- _ページ本文_
..............................

1/12/2016

『ブリッジ・オブ・スパイ』

映画を見ました。
『ブリッジ・オブ・スパイ』


舞台は、アメリカとソ連が冷戦状態にあった1950年から1960年代。
アメリカ人弁護士、ジェームズ・ドノヴァン(トム・ハンクス)は保険分野の裁判を主に扱う実直な男。愛する妻と、子供達に囲まれ、一人の善良なアメリカ人として平凡な人生を歩んできた。

そんな彼のもとに、ソ連のスパイとしてアメリカ国内で囚われたルドルフ・アベル(マーク・ライランス)の弁護依頼が来る。核兵器を明日にでも撃ちかねない敵国のスパイであるアベルに対して、社会の趨勢は電気椅子による死刑を当然とする。ポーズとしての弁護を求められただけであるドノヴァンは、しかし、アベルを敵ではなく一人の依頼人として、さらには一人の友人として受け入れ法廷で闘う。

数年後…今度は米国のスパイがソ連国内で捕らえられる。
アベルと米国人パイロット、さらに不運にも捕らえられた米国人学生との1対2の取引交渉に再度臨むドノヴァン。スパイ同士の架け橋(原題:"Bridge of Spies")となるべく、敵地東ベルリンに赴く。「ちょっと、釣りに行ってくるよ」家族にはただそう告げて。

2つの大国の運命と、スパイたちの命、時代に巻き込まれた一般市民の命が、彼の交渉にかかっている。交渉は上手くいくのか。核戦争は回避されるのか。ドノヴァンは愛する家族のもとに帰れるのか。そして小さな友情が芽生えたアベルはどうなるのか。

..............................

- _やること_
上のページ本文のうち、「舞台は、アメリカとソ連が冷戦状態にあった1950年から1960年代。」を含むところから「数年後…今度は米国のスパイがソ連国内で捕らえられる。」までの部分を、「アベル」を「エイベル」に書き換えてもう一度書いてください。

- _表示中の行_
..............................

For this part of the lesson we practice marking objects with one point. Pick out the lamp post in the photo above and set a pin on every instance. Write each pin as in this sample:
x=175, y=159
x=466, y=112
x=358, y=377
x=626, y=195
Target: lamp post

..............................

- _答え_
舞台は、アメリカとソ連が冷戦状態にあった1950年から1960年代。
アメリカ人弁護士、ジェームズ・ドノヴァン(トム・ハンクス)は保険分野の裁判を主に扱う実直な男。愛する妻と、子供達に囲まれ、一人の善良なアメリカ人として平凡な人生を歩んできた。

そんな彼のもとに、ソ連のスパイとしてアメリカ国内で囚われたルドルフ・エイベル(マーク・ライランス)の弁護依頼が来る。核兵器を明日にでも撃ちかねない敵国のスパイであるエイベルに対して、社会の趨勢は電気椅子による死刑を当然とする。ポーズとしての弁護を求められただけであるドノヴァンは、しかし、エイベルを敵ではなく一人の依頼人として、さらには一人の友人として受け入れ法廷で闘う。

数年後…今度は米国のスパイがソ連国内で捕らえられる。